-- start of TASK INPUTS --

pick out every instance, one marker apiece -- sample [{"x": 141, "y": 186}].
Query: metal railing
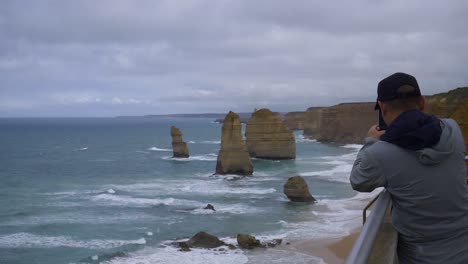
[{"x": 365, "y": 242}]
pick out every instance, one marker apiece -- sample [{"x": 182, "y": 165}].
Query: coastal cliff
[
  {"x": 179, "y": 147},
  {"x": 453, "y": 104},
  {"x": 233, "y": 157},
  {"x": 295, "y": 120},
  {"x": 312, "y": 121},
  {"x": 344, "y": 123},
  {"x": 268, "y": 137}
]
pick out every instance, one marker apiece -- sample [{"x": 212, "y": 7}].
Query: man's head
[{"x": 396, "y": 94}]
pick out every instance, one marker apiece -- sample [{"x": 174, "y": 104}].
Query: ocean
[{"x": 107, "y": 190}]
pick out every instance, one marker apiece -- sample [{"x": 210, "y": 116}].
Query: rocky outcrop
[
  {"x": 268, "y": 138},
  {"x": 297, "y": 190},
  {"x": 453, "y": 104},
  {"x": 233, "y": 157},
  {"x": 179, "y": 147},
  {"x": 312, "y": 121},
  {"x": 247, "y": 241},
  {"x": 202, "y": 240},
  {"x": 295, "y": 120},
  {"x": 343, "y": 124},
  {"x": 209, "y": 207}
]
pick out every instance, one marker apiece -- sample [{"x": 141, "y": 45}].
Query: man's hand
[{"x": 374, "y": 132}]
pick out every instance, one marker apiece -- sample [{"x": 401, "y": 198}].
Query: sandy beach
[{"x": 332, "y": 251}]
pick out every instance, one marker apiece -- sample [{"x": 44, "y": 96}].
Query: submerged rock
[
  {"x": 268, "y": 137},
  {"x": 202, "y": 240},
  {"x": 179, "y": 147},
  {"x": 233, "y": 157},
  {"x": 296, "y": 190},
  {"x": 248, "y": 241},
  {"x": 209, "y": 207}
]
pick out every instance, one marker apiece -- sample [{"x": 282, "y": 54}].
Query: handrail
[{"x": 363, "y": 246}]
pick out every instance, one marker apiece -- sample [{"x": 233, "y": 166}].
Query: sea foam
[
  {"x": 28, "y": 240},
  {"x": 159, "y": 149}
]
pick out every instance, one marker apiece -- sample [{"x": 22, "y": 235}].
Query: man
[{"x": 419, "y": 159}]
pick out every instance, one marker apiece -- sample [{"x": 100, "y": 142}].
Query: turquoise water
[{"x": 107, "y": 190}]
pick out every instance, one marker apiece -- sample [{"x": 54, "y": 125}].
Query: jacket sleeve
[{"x": 366, "y": 174}]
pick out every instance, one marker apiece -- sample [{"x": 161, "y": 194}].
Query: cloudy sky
[{"x": 108, "y": 58}]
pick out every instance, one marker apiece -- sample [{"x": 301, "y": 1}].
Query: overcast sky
[{"x": 108, "y": 58}]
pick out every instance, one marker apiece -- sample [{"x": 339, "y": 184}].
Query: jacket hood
[
  {"x": 413, "y": 130},
  {"x": 442, "y": 150}
]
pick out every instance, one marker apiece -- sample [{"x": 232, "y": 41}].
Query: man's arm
[{"x": 366, "y": 174}]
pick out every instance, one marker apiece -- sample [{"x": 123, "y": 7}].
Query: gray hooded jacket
[{"x": 429, "y": 194}]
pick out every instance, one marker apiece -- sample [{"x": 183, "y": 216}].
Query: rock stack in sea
[
  {"x": 297, "y": 190},
  {"x": 268, "y": 137},
  {"x": 179, "y": 147},
  {"x": 295, "y": 120},
  {"x": 453, "y": 104},
  {"x": 233, "y": 157}
]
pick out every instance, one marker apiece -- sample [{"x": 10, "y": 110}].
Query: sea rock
[
  {"x": 295, "y": 120},
  {"x": 248, "y": 242},
  {"x": 343, "y": 124},
  {"x": 312, "y": 121},
  {"x": 268, "y": 138},
  {"x": 202, "y": 240},
  {"x": 209, "y": 207},
  {"x": 274, "y": 242},
  {"x": 179, "y": 147},
  {"x": 233, "y": 157},
  {"x": 296, "y": 190}
]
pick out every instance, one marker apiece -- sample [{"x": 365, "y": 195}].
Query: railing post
[{"x": 363, "y": 246}]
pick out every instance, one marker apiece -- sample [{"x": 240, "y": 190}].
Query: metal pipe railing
[{"x": 365, "y": 242}]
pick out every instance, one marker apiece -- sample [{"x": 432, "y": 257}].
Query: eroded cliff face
[
  {"x": 295, "y": 120},
  {"x": 268, "y": 137},
  {"x": 453, "y": 104},
  {"x": 233, "y": 157},
  {"x": 349, "y": 122},
  {"x": 344, "y": 123},
  {"x": 179, "y": 147}
]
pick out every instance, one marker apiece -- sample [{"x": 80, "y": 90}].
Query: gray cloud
[{"x": 105, "y": 58}]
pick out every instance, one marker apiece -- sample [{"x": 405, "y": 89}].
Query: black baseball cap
[{"x": 387, "y": 89}]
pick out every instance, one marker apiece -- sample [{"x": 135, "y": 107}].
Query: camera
[{"x": 382, "y": 124}]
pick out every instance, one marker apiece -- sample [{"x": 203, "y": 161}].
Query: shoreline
[{"x": 330, "y": 250}]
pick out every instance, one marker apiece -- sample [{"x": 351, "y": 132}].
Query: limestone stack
[
  {"x": 179, "y": 147},
  {"x": 453, "y": 104},
  {"x": 233, "y": 157},
  {"x": 297, "y": 190},
  {"x": 268, "y": 138}
]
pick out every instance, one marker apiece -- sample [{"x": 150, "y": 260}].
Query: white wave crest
[
  {"x": 116, "y": 200},
  {"x": 339, "y": 173},
  {"x": 302, "y": 139},
  {"x": 353, "y": 146},
  {"x": 27, "y": 240},
  {"x": 158, "y": 149}
]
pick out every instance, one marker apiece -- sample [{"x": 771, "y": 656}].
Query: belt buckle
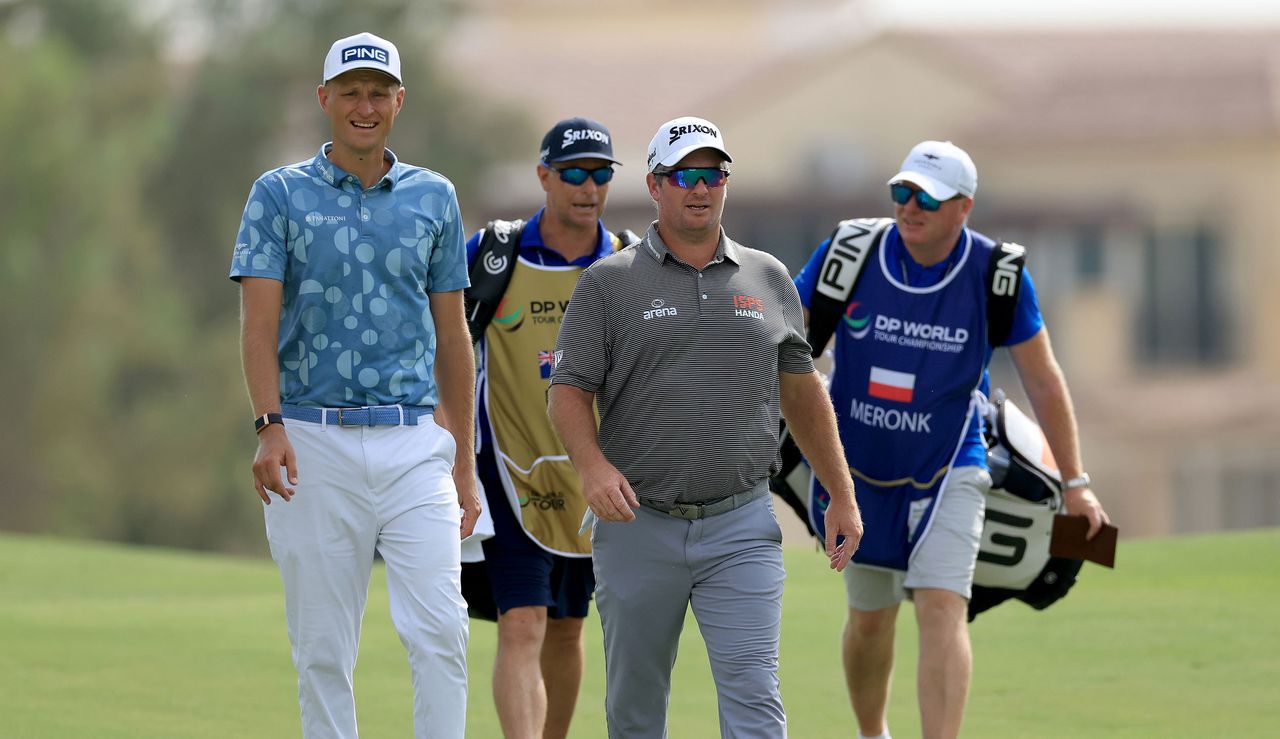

-- end of TASK INPUTS --

## TASK
Report how many lines in the entries above contain the word "stack". Give only the number.

## ANSWER TO THE EXERCISE
2